Transcribe precisely those lines of the listing that fall between the line containing "The component shall return one point per instance of the door" and the last line, inclusive of both.

[Pointing records]

..........

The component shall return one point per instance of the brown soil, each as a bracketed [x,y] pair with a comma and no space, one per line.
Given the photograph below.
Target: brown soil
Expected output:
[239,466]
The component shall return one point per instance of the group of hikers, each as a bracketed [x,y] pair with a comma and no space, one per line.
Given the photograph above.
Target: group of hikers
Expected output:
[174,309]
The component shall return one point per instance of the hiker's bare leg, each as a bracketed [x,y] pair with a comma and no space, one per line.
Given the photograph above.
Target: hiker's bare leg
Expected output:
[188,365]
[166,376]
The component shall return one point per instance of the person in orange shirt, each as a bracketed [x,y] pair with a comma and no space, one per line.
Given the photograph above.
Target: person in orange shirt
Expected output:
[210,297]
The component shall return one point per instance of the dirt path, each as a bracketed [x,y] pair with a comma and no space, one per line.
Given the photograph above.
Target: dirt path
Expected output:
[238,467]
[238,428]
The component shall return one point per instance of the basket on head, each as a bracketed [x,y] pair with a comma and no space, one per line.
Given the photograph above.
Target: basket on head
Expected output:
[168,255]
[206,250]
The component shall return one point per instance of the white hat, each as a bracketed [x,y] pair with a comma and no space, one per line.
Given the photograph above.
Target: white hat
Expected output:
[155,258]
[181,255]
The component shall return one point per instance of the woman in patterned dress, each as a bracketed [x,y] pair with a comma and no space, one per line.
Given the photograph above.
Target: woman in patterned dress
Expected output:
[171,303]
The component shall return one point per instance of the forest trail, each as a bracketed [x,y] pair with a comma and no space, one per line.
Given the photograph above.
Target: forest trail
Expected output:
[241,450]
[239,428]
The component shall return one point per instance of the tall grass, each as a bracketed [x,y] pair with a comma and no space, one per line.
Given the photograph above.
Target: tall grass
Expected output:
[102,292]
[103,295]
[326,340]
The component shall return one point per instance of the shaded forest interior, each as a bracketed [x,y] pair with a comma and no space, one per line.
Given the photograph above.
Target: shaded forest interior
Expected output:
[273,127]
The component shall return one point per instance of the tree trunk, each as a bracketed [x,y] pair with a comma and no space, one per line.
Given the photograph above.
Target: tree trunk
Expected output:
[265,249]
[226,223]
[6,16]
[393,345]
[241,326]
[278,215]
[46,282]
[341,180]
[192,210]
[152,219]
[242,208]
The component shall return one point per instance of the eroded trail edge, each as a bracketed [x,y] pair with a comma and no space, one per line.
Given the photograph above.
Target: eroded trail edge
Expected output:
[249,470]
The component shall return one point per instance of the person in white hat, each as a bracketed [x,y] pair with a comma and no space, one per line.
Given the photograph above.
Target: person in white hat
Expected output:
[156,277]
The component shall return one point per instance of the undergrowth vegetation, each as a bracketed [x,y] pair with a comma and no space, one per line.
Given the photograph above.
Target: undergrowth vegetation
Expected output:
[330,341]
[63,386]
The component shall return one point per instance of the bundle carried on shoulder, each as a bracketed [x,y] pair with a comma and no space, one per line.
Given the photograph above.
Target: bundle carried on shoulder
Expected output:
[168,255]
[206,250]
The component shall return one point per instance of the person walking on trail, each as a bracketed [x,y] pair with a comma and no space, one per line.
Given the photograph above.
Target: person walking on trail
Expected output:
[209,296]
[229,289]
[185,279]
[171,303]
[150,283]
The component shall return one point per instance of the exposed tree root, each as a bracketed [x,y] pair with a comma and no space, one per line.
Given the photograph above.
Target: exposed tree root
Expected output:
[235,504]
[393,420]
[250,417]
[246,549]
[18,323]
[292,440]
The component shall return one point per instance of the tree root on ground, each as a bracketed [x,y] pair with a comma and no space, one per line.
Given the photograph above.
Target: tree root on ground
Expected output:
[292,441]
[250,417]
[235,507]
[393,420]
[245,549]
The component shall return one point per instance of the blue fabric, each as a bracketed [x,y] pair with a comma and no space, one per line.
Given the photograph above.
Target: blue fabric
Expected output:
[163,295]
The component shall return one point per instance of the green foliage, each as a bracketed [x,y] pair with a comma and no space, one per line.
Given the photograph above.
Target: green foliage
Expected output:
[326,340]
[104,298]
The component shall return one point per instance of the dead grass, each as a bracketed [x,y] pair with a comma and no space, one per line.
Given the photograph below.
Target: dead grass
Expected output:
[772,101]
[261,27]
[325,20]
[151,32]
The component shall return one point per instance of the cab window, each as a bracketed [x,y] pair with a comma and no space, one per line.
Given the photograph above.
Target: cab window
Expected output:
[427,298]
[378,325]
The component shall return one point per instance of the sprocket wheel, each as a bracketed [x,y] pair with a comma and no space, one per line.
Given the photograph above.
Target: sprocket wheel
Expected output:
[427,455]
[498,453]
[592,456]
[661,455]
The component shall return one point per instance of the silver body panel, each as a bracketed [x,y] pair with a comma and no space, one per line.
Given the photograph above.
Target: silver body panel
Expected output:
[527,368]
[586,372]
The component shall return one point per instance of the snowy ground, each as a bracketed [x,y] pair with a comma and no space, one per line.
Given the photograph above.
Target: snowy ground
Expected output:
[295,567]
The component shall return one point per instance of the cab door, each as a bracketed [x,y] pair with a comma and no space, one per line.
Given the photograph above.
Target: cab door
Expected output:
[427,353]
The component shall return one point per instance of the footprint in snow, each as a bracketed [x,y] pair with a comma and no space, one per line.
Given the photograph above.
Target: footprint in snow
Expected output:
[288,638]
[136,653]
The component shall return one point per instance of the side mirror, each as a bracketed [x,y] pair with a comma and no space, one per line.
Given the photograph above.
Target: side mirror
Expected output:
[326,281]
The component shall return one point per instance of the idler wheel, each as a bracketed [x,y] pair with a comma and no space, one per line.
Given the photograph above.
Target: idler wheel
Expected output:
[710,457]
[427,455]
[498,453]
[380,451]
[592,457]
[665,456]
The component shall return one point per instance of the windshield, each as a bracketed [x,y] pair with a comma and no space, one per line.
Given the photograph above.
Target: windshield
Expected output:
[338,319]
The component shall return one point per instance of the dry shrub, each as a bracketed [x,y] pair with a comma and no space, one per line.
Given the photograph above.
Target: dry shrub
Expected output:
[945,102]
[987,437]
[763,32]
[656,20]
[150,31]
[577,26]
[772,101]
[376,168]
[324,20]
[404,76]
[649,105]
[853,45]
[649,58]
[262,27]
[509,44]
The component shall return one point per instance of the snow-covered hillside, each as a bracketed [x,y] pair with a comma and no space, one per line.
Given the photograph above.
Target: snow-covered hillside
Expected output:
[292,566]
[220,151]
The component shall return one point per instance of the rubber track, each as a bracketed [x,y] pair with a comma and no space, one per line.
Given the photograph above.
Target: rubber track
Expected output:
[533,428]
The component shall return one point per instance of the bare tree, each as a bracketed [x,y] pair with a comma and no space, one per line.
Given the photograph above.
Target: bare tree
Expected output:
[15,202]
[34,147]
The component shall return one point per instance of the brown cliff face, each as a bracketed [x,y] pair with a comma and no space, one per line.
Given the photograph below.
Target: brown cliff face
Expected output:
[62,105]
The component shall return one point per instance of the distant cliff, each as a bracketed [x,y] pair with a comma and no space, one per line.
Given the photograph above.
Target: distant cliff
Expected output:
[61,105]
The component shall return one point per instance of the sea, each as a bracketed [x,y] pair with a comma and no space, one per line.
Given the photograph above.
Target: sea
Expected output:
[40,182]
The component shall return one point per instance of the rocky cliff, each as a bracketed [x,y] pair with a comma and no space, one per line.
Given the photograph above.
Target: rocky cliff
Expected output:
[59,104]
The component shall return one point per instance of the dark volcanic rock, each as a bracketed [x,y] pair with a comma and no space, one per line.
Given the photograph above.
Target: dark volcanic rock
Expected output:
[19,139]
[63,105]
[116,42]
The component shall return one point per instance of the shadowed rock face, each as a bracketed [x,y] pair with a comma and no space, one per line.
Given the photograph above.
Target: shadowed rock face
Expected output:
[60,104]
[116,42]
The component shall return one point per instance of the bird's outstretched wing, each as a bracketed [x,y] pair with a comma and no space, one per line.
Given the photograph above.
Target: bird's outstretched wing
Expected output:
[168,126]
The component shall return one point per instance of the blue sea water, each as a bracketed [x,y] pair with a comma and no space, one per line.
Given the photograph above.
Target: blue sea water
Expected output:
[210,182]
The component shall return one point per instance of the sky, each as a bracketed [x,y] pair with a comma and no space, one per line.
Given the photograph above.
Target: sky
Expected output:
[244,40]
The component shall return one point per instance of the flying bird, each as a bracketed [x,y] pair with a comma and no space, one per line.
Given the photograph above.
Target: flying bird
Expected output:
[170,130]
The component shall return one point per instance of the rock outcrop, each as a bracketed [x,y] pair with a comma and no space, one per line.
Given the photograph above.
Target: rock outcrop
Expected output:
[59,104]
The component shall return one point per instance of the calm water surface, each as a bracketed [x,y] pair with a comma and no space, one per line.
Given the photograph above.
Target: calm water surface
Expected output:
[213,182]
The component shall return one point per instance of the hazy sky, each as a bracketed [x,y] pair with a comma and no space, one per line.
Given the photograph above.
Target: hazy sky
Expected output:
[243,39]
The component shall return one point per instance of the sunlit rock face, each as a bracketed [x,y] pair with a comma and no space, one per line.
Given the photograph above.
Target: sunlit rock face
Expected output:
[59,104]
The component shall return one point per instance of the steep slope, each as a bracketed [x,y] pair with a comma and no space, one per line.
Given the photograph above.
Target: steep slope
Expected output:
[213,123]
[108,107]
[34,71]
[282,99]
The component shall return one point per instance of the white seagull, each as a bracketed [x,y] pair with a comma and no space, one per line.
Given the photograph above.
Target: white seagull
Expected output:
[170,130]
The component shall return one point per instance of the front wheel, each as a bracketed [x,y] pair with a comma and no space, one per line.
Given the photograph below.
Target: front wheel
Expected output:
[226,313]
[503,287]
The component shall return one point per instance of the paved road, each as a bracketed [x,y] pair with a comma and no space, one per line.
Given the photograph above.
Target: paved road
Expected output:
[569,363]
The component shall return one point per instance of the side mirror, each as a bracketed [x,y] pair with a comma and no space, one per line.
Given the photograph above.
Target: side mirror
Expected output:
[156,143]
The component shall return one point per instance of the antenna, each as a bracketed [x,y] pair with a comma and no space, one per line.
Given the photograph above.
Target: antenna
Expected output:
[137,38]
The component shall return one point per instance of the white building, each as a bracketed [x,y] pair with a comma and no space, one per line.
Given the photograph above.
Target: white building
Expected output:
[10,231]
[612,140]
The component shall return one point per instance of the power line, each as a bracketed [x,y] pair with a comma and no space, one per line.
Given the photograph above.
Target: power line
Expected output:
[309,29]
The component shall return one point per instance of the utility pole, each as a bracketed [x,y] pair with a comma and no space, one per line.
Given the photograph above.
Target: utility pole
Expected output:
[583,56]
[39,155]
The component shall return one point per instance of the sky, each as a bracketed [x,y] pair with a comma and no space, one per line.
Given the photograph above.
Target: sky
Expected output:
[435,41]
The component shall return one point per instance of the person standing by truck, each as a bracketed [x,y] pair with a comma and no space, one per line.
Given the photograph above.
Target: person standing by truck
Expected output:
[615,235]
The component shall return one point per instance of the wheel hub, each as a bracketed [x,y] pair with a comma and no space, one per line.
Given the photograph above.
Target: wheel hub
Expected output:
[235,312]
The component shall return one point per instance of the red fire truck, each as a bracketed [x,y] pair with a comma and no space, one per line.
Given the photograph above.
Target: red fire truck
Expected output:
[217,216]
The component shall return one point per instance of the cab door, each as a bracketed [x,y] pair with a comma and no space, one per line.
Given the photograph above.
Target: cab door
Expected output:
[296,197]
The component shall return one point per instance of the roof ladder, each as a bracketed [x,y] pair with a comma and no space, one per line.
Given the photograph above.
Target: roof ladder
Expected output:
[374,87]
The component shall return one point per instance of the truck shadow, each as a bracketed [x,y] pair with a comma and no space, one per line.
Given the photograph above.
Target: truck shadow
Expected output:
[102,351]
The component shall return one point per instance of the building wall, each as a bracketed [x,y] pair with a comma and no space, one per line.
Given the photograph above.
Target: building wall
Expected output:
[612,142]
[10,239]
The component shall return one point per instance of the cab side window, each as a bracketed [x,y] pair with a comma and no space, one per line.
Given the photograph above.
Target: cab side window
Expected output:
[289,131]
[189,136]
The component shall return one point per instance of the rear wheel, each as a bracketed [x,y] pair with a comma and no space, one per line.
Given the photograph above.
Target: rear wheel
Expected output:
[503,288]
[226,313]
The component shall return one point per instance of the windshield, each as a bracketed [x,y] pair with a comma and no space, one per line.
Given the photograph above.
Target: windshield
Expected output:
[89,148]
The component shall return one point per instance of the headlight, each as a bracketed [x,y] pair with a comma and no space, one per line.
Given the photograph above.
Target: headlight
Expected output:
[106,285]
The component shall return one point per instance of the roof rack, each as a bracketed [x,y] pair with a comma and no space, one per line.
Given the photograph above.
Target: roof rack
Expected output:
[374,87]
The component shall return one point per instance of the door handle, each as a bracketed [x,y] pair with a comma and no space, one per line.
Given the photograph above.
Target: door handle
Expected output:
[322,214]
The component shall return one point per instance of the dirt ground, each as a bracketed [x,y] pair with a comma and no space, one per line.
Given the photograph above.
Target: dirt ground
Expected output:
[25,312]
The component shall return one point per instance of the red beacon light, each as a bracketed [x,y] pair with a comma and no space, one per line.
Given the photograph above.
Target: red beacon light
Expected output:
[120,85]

..........

▸ **ANSWER**
The component shall return one point per instance of the door handle, each as a bracketed [x,y] pair with a comma and no space, one per line.
Given the photograph above.
Target: door handle
Expected output:
[322,214]
The component shall return one point per instance of the dirt ground, each as a bracketed [x,y] pair with a comma and no space, one per line.
Given the photograph above.
Target: dirt ground
Expected output:
[25,312]
The component shall return one point per instance of the red beacon light, each as a bracketed [x,y] pair with a comma and no space, one per line.
Given the photograph above.
Target: red beacon light
Expected output:
[120,85]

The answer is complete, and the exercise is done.